Excerpted text:
__________________________________________________

Log in

View Full Version : [C^3] Predicting Offseason Performance


Rachel Lim
20-09-2016, 00:14
Predicting Offseason Performance

The first regionals are still 163 days away, but Chezy Champs is coming up this weekend, marking the first of California's offseasons. Offseasons provide the opportunity for a large amount of prescouting, since each team has an entire season's worth of data behind them. However, the question arises: how good is competition season data in terms of predicting offseason performance?

To illustrate the trend, I graphed competition season OPRs against Chezy Champ OPRs from 2014 and 2015. The data includes all teams, including non-CA teams. OPR data includes division data in all calculations, but it does not include Einstein.

Without further delay, here are the graphs:

2014: max vs CC, avg vs CC
http://i.imgur.com/rRjHSlV.png

2014: min vs CC, last vs CC
http://i.imgur.com/2HlsbME.png

2015: max vs CC, avg vs CC
http://i.imgur.com/wxiSiss.png

2015: min vs CC, last vs CC
http://i.imgur.com/gGh5ggi.png


The trends are interesting: 2014 teams almost always underperformed their season expectations, while in 2015 it was clearly split between teams who qualified for champs and those who didn't. In both years teams tended to go over their min OPR but under their max. Average and last OPRs were fairly decent indicators, especially in 2015 for teams that qualified for champs. In general, teams that qualified for champs seemed to have offseason performances in-line with season ones, while those who didn't tended to score under expectations.


A quick explanation on my naming:
- All calculations include regionals, district events, DCMPs, and division data
- Max, min, avg, and last OPRs are the highest/lowest/average/last event OPRs from that team for all events (excluding Einstein)

__________________________________________________

Given task A: Retype the part of the forum post on predicting offseason performance that starts at "2015: min vs" and ends at "score under expectations.", copying it word for word.
Given task B: Continue the forum post on predicting offseason performance from the point where it stops.

__________________________________________________

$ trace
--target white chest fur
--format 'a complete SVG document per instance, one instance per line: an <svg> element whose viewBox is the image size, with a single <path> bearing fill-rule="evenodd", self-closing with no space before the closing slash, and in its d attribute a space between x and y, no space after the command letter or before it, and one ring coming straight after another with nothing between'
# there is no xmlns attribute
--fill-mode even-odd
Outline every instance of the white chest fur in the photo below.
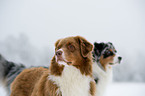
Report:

__________________________________________________

Expected answer A:
2015: min vs CC, last vs CC
http://i.imgur.com/gGh5ggi.png


The trends are interesting: 2014 teams almost always underperformed their season expectations, while in 2015 it was clearly split between teams who qualified for champs and those who didn't. In both years teams tended to go over their min OPR but under their max. Average and last OPRs were fairly decent indicators, especially in 2015 for teams that qualified for champs. In general, teams that qualified for champs seemed to have offseason performances in-line with season ones, while those who didn't tended to score under expectations.

Expected answer B:
- cmp includes only data from teams that attended champs
- no_cmp includes only data from teams that didn't attend champs

It is also probably worth saying that the trendlines can be misleading, especially for fewer / more heavily grouped data points (e.g. 2015 no_cmp data). For those data sets--and perhaps even everything else, counting the number of teams above the 1:1 line (i.e. the teams that outperformed their season data) vs those below it might be more accurate.

The variation in teams that attended champs surprised me, so I colored them by qualification type.

However, I hit my image limit here, so I've included them in the post below.

The categories used are as listed below:
- Captain/1st pick: team won (or received a wildcard as the finalist alliance) as the captain/1st pick of the alliance. DCMP winners were also put here even though they also qualified via points
- 2nd pick: same as above, but with 2nd picks
- Awards: EI, RCA, RAS
- Waitlist: qualified via the waitlist (or I didn't figure out how else they qualified)
- Teams that qualified via multiple means were colored according to the method highest in this list. Pre-qualified teams were not colored differently since they all qualified again through one of these methods.


Raw data: 21053

Rachel Lim
20-09-2016, 00:16
Here are the graphs I wasn't able to fit into the previous post:

http://i.imgur.com/JQTOGpD.png

http://i.imgur.com/Z5QEhHH.png

SoftwareBug2.0
20-09-2016, 02:10
Have you considered statistical tests for goodness of fit? They would allow you to compare the results in an objective way.

Francis-134
20-09-2016, 11:43
This is very interesting! Do you think the rule changes in 2015 caused the increase in scores compared to on-season performances? Or perhaps the rule changes benefited the better teams / teams that could handle cans the best more than the average.

Rachel Lim
21-09-2016, 17:38
Have you considered statistical tests for goodness of fit? They would allow you to compare the results in an objective way.

I couldn't find an easy way to do that in excel, but I'll try to do that next time. The data is noisy, but it'd still be nice to have that to compare.

This is very interesting! Do you think the rule changes in 2015 caused the increase in scores compared to on-season performances? Or perhaps the rule changes benefited the better teams / teams that could handle cans the best more than the average.

Thanks!

I totally blanked on that, but rule changes could definitely have affected the scores. I'm not sure if there's a way to really analyze those effects, but I would guess that you're right about rule changes benefiting teams who were previously hitting the limit with the number of recycling containers (i.e. the better teams to begin with)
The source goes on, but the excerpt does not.